CONSIGNES À SUIVRE:
1. D'après l'extrait sur les premiers évêques de Jérusalem, qui est le dernier des évêques hébreux ?
2. Recopiez tel quel le passage des rangées qui commence à la ligne contenant « Mark the parked » et se termine à la dernière rangée, ces deux bornes comprises.

Publié par Abbé Alain René Arbez le 14 juillet 2020

Eusèbe de Césarée et Epiphane donnent une liste précise des 15 premiers évêques de Jérusalem jusqu’au choc de 135, lorsque l’empereur Hadrien vient écraser la révolte juive et débaptiser la ville sainte en Aelia Capitolina.

Or ces quinze premiers évêques de l’Eglise-mère, à la suite de Jacques et de Simon son frère, sont tous juifs observants. Ils sont circoncis, pratiquent le shabbat et prient au Temple, jusqu’à sa destruction en l’an 70 par Titus fils de Vespasien. Le dernier de ces évêques hébreux est Jude, qui sera mis à mort en 135 avec beaucoup d’autres juifs massacrés par Hadrien.

On a peu de détails historiques sur ce qu’était la vie des premières communautés judéennes disciples de Jésus ressuscité. Les Actes des Apôtres, le livre attribué à Luc, nous donne une version remaniée en faveur des Gentils devenus majoritaires dans l’Eglise. Le ministère de Shaoul Ha Qatan, (Paul), actif auprès des juifs de diaspora et des païens convertis, y trouve une place plus significative que Pierre, dont le nom hébreu est « Eben », pierre de construction, de proximité linguistique avec « ben » = fils, ou prolongation.

La vie des juifs de Judée adeptes de « la Voie » (pas encore appelés « christianoï ») est assez peu décrite, car éloignée des milieux qui seront rédacteurs du Nouveau Testament et adaptateurs de la foi originelle à la culture grecque.

DONNÉES DE TRAVAIL:
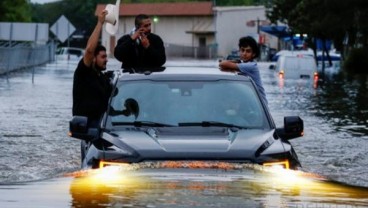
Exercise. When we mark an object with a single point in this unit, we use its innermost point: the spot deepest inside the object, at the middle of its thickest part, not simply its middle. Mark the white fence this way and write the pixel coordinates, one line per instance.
(24, 56)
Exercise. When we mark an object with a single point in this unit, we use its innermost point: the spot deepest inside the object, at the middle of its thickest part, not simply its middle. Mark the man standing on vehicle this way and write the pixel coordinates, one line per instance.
(140, 48)
(91, 87)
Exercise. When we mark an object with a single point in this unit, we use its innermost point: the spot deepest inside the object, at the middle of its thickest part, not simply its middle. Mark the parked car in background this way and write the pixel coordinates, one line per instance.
(296, 67)
(276, 56)
(69, 53)
(187, 114)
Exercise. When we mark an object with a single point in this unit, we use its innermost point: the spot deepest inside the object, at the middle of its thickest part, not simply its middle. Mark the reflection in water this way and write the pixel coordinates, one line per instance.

RÉPONSES ATTENDUES:
1. Jude, mis à mort en 135.

2.
Exercise. When we mark an object with a single point in this unit, we use its innermost point: the spot deepest inside the object, at the middle of its thickest part, not simply its middle. Mark the parked car in background this way and write the pixel coordinates, one line per instance.
(296, 67)
(276, 56)
(69, 53)
(187, 114)
Exercise. When we mark an object with a single point in this unit, we use its innermost point: the spot deepest inside the object, at the middle of its thickest part, not simply its middle. Mark the reflection in water this way and write the pixel coordinates, one line per instance.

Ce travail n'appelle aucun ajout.